◆ **REQUIRED ACTIONS**
#1 Answer these questions using the forum thread:
(a) At what time did nopantsyet go to the post office on the deadline?
(b) Which setting does fba827 say was not their cup of tea?
(c) What happened to NoOneofConsequence last Friday?
#2 List every username that appears in the forum thread, whether as a post header or as the name of a quoted poster.

◆ **SELECTED EXTRACT**
## begin
Whereas I'm doing the up and down both at the same time.  Intellectually, I'm in the same camp you are.  Emotionally, however, I can't manage to quench that same spark of almost desperate hope that permits an otherwise rational human being to do things like, say, buy a lottery ticket.

Or try to make a career out of writing.


----------



## NoOneofConsequence

*Rollercoaster?*



			
				mirzabah said:
			
		

> *Is anyone else getting the rollercoaster thing?
> 
> 1) 'Course I'll be in the 10 - I the man.
> 
> 2) No way will my setting get up. Wotta lame submission.
> 
> 3) Go to step (1) *





Well, 

My new born son's been sick as a dog and last Friday I got sacked from my job so....I've only been wondering about my submission every spare minute of every day since I sent it off.

Rollercoaster?
Hoo boy.....here we go agaaaiiin!


----------



## shadoth

*My submission, my inadequacy, et al*

I'm sort of between emotions, right now. I'm certain that if my submissions are read, they'll swing into the top, I don't know, one hundred. Of this I am confident. But as for getting into the top ten. Eh, I'm not so sure. Not that I doubt my work, but I have to recognize that there's a lot of talent out there. Sure, I've got skills. But I'm not the only one. Whatever.

Shadoth!

edit-I left out a word! What ignomy!


----------



## nopantsyet

*uh--i forgot..*

Yeah, I spent hours working on it.  And I scurried off to the post office at 3pm on the deadline to get it mailed off.

And promptely forgot about it.

As blasphemous as that may seem.  I know I put together the best I could and now it's out of my hands.  Besides, I've still got to finish the campaign that inspired this world so my group can actually play it!

But what I want to know is...

Who's going to buy the sourcebook when it comes out?

Here's the real genius of this idea I think.  It's not so much in how they have contrived to get the idea for this new setting, but in how they have generated interest in it.  This has been the hottest topic for weeks.  Personally, I am very interested to see--when it finally comes out--the final result of this whole thing.


----------



## fba827

*Re: uh--i forgot..*



			
				nopantsyet said:
			
		

> *And promptely forgot about it.
> As blasphemous as that may seem.  I know I put together the best I could and now it's out of my hands.
> *




I'm in the same boat 



			
				nopantsyet said:
			
		

> *But what I want to know is...
> 
> Who's going to buy the sourcebook when it comes out?
> *




Well

1) Depends on if they even make a source book out of it.  After all, it seems that they are looking at this from several different marketting angles.. (books, etc) so, there is probably a possibility (however small it is) that they simply decide not to go the rpg campaign source book route

2) Depends on what the setting is about.  I have to admit, I wasn't a big fan of planescape - not that it wasn't creative or inventive, just not my cup of tea.  So my buying the source book really depends on what it is - flavor, style, etc...
## end
◆ **RAW DATA**
## begin
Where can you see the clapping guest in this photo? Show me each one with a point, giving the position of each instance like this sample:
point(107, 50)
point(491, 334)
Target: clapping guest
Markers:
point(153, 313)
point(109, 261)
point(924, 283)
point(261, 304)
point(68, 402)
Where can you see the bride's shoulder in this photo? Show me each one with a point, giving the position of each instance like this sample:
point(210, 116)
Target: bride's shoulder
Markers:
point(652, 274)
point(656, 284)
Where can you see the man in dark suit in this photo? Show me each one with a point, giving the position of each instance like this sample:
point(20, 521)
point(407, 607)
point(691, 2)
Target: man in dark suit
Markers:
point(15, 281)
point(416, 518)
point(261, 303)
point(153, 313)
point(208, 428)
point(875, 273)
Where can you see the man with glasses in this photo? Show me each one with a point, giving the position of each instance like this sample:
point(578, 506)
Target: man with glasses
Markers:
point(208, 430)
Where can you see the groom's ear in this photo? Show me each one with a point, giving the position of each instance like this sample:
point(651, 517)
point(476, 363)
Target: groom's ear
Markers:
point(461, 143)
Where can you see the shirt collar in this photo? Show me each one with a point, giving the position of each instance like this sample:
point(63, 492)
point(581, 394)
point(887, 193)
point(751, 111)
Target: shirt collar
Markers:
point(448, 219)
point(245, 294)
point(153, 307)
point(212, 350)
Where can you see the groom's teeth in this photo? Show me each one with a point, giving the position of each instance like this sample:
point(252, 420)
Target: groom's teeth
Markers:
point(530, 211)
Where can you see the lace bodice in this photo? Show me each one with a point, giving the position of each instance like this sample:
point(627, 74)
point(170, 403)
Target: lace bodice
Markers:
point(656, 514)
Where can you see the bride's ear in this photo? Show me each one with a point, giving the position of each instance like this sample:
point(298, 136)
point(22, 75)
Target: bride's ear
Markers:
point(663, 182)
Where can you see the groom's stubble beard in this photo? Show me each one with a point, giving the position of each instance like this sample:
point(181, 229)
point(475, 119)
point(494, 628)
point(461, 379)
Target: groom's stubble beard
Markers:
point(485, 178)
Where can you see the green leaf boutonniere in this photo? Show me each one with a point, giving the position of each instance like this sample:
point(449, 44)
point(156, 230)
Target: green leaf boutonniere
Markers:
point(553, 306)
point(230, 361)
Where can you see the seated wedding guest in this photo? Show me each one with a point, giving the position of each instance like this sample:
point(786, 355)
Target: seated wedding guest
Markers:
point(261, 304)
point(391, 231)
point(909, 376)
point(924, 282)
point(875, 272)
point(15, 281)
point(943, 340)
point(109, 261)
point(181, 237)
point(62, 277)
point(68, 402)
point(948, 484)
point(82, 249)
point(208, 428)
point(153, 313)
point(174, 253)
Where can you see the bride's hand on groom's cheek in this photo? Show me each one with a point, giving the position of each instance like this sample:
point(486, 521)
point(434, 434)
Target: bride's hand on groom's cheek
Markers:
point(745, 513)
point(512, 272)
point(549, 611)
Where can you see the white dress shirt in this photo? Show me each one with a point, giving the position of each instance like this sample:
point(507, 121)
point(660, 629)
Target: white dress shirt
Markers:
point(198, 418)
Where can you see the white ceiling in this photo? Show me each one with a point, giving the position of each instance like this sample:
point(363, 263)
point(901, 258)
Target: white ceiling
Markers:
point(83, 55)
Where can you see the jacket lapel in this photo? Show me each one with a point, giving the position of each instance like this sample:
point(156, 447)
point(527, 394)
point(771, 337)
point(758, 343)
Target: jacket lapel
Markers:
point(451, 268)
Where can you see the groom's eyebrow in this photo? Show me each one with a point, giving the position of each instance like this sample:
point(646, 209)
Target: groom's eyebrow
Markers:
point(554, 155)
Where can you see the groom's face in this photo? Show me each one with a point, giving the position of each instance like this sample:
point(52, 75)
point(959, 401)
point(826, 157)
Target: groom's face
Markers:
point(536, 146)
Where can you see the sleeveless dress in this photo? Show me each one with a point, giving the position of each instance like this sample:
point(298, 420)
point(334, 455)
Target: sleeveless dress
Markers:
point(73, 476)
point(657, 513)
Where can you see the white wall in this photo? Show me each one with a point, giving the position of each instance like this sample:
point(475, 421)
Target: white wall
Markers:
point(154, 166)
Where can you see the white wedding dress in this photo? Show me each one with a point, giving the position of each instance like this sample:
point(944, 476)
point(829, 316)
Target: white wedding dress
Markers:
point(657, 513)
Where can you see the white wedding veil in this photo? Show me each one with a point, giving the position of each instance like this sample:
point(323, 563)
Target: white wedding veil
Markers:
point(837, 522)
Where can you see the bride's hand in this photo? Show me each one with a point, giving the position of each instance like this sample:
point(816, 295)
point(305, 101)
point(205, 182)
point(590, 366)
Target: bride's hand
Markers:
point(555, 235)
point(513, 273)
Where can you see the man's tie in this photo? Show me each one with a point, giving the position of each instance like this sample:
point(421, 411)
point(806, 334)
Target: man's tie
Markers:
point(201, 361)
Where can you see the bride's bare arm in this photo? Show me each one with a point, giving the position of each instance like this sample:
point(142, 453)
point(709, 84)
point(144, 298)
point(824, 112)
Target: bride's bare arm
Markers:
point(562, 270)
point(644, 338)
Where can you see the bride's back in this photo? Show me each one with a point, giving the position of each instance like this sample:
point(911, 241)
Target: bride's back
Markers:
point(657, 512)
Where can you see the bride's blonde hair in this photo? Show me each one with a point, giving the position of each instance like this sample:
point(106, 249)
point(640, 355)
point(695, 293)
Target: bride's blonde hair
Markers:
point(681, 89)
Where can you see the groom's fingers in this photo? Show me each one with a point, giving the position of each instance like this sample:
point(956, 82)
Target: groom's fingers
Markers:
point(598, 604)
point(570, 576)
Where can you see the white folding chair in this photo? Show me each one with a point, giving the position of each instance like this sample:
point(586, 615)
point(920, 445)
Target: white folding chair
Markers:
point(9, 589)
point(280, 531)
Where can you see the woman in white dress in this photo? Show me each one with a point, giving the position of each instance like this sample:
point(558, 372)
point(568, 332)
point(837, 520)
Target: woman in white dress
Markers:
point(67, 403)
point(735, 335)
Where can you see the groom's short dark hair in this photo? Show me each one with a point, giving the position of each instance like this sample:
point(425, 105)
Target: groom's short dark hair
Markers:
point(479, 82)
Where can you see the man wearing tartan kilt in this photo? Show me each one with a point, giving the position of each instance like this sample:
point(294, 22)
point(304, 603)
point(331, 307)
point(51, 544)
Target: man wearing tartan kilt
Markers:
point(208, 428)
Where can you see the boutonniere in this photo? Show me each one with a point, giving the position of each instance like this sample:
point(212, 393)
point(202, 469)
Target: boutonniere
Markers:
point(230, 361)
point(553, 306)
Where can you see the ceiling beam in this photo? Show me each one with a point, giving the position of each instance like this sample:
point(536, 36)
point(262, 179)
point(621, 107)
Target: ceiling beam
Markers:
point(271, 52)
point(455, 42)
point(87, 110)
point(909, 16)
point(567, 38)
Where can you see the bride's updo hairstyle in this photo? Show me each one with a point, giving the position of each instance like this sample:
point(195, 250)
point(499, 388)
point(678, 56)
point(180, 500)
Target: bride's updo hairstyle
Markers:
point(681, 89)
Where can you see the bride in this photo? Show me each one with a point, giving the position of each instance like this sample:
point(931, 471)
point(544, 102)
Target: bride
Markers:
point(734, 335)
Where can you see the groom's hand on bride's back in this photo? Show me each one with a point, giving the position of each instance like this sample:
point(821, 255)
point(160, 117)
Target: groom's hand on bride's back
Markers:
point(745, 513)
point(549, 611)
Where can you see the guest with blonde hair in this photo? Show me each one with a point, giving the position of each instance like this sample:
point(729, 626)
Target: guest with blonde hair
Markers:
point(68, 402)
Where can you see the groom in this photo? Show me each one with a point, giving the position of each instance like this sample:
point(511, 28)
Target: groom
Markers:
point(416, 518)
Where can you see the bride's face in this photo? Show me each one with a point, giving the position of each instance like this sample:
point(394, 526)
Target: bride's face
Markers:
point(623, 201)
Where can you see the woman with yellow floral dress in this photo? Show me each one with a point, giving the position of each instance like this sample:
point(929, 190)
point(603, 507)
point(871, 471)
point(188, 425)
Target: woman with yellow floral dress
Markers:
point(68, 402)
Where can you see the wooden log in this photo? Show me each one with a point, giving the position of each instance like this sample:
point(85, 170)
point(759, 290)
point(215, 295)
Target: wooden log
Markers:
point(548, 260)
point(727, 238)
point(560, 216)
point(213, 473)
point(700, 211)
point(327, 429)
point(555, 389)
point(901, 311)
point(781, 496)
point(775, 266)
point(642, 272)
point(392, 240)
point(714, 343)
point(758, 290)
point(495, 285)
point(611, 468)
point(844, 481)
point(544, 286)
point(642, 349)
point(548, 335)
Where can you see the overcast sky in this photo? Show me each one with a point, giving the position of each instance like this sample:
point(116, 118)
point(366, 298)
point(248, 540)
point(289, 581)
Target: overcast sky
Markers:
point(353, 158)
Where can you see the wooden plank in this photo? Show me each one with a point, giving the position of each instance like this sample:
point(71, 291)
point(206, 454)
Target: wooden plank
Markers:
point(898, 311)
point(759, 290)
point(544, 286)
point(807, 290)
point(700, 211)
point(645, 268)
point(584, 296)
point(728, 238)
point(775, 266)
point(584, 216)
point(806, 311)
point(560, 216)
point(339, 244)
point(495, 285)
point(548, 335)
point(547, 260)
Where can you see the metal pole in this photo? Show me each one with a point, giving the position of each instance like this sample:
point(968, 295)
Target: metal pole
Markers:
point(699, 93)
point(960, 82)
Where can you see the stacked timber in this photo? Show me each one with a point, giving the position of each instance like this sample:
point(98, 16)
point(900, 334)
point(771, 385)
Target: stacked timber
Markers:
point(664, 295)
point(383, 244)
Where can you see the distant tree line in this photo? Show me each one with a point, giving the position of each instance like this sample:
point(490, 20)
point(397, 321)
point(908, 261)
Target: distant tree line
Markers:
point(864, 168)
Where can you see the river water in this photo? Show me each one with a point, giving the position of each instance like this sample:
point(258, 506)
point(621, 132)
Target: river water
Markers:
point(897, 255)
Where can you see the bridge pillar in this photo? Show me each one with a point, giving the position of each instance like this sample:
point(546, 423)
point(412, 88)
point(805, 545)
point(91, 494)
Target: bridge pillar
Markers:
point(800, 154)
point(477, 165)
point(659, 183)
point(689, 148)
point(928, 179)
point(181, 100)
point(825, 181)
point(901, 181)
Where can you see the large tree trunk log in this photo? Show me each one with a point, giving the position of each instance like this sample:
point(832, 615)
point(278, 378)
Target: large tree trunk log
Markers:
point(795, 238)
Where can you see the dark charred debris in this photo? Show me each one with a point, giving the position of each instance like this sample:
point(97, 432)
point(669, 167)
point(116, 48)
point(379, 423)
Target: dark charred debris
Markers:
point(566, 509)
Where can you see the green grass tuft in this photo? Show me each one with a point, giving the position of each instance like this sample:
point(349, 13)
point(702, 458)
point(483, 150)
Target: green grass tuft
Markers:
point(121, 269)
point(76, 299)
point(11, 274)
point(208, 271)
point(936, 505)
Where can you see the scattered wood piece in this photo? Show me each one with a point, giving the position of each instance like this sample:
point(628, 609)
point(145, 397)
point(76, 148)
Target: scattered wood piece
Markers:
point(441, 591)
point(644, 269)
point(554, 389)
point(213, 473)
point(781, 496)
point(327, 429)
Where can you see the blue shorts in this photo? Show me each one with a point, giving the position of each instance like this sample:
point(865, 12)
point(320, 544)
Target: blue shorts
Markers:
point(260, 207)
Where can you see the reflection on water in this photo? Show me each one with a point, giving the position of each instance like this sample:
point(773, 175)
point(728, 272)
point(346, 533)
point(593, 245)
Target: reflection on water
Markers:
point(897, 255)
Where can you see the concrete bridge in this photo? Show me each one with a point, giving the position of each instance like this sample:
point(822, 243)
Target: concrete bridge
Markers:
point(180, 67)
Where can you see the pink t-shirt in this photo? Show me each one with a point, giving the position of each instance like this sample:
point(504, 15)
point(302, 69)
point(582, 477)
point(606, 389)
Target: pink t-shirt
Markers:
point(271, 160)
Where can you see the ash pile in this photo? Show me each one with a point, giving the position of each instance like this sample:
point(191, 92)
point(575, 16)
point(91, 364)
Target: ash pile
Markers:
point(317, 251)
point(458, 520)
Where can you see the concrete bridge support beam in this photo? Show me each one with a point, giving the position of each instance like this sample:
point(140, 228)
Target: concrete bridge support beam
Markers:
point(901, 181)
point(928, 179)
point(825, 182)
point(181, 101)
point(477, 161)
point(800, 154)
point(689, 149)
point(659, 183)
## end
◆ **ANSWERS TO EACH TASK**
#1
(a) 3pm
(b) Planescape
(c) NoOneofConsequence got sacked from their job.

#2 NoOneofConsequence, mirzabah, shadoth, nopantsyet, fba827